──────── Material ────────

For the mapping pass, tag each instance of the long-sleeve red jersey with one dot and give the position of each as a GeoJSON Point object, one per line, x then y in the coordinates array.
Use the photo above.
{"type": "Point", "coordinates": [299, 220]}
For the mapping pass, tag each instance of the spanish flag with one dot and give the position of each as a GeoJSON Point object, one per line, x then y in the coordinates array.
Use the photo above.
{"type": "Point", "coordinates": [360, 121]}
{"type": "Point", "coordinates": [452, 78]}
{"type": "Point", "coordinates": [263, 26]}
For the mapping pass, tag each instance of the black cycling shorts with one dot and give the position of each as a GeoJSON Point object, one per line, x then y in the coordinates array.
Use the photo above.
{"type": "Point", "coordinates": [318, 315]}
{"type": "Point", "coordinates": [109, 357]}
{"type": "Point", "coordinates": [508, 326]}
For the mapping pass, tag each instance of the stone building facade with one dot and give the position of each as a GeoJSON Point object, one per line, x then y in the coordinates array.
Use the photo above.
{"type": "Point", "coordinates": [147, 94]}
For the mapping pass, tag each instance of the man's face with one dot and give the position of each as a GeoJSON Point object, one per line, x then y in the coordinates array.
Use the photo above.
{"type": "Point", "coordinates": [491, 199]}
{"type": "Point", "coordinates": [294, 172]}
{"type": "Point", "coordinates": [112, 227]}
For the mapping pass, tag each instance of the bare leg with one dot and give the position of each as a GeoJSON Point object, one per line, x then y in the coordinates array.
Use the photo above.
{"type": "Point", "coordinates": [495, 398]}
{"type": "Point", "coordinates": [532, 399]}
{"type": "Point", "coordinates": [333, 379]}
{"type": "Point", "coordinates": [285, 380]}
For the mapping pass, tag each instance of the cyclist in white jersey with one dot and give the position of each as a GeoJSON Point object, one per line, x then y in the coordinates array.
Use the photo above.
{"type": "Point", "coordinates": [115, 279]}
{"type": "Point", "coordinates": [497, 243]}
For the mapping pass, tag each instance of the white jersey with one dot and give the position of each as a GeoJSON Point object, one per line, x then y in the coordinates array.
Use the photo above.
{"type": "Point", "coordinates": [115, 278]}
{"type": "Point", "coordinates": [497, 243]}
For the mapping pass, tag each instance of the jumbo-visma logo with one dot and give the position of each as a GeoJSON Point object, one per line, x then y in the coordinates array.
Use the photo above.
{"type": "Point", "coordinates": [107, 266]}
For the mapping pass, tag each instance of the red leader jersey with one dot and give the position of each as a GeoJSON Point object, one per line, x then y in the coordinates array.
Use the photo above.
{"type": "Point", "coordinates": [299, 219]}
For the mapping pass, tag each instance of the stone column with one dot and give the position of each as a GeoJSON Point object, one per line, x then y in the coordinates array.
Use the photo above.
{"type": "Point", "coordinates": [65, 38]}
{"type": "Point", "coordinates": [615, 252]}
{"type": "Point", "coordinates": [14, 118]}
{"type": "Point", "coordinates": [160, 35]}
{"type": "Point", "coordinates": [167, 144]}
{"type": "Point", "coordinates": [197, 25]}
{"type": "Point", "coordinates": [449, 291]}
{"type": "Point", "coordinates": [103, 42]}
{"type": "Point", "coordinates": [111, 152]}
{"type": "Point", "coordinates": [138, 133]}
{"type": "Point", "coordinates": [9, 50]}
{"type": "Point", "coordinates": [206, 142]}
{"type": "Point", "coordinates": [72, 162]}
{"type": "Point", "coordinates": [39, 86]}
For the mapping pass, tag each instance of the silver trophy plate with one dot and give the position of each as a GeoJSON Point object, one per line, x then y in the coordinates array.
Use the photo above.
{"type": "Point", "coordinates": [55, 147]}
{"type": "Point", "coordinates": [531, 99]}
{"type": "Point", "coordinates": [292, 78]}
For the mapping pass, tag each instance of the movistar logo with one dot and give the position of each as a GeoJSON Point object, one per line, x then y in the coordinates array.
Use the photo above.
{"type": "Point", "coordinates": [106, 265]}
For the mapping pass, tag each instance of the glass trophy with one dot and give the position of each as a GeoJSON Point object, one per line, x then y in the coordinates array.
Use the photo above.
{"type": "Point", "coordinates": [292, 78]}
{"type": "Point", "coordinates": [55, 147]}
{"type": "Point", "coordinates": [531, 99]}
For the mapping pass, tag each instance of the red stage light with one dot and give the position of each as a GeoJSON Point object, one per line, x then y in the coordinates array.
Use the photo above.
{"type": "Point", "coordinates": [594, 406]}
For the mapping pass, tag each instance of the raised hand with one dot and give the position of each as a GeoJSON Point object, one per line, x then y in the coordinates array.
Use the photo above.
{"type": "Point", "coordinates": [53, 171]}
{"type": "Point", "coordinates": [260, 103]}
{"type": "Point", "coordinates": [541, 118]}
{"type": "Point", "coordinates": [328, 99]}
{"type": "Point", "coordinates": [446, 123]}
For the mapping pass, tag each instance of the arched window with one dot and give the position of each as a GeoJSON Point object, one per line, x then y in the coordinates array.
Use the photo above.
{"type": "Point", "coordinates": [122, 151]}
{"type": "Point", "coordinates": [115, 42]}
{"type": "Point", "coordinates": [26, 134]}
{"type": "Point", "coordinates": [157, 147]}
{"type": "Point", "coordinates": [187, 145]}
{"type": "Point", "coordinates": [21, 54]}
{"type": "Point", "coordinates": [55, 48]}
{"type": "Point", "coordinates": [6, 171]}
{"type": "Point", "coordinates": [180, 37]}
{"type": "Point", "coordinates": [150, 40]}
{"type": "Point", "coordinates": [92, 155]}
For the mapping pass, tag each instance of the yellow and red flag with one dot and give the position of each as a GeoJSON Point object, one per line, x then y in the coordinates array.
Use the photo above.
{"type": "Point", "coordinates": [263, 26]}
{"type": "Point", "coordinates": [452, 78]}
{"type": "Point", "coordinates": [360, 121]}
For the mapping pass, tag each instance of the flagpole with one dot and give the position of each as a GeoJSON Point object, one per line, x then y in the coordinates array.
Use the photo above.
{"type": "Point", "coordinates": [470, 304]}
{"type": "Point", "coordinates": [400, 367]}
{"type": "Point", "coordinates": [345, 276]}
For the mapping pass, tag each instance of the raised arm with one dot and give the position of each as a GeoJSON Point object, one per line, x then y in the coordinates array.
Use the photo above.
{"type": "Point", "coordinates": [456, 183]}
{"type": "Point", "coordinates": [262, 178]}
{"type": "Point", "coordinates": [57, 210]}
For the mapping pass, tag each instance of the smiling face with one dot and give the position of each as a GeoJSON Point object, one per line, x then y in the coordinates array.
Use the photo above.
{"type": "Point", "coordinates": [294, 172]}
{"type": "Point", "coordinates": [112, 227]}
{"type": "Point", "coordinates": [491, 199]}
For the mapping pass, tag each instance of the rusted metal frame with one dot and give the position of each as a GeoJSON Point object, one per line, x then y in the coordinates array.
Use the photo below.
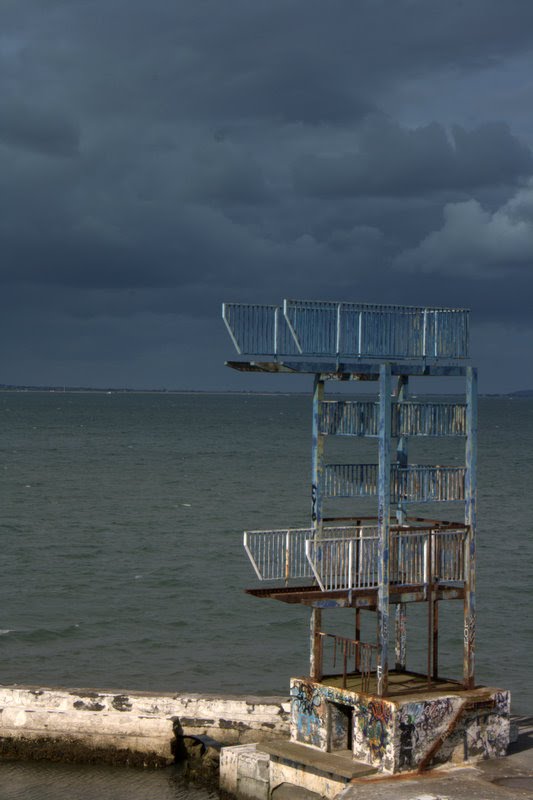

────────

◆ **Problem to work on**
Locate each line in the material above that contains the word "face" and reproduce every such line in full.

◆ **Answer for this exercise**
For the mapping pass, tag each instance of the man's face with one dot and give the position of each as a GeoJSON Point object, one per line, x then y in the coordinates array.
For the mapping pass, tag each instance of the smiling face with one dot and give the position of each as a GeoJSON Point object, one per line, x then y in the coordinates array.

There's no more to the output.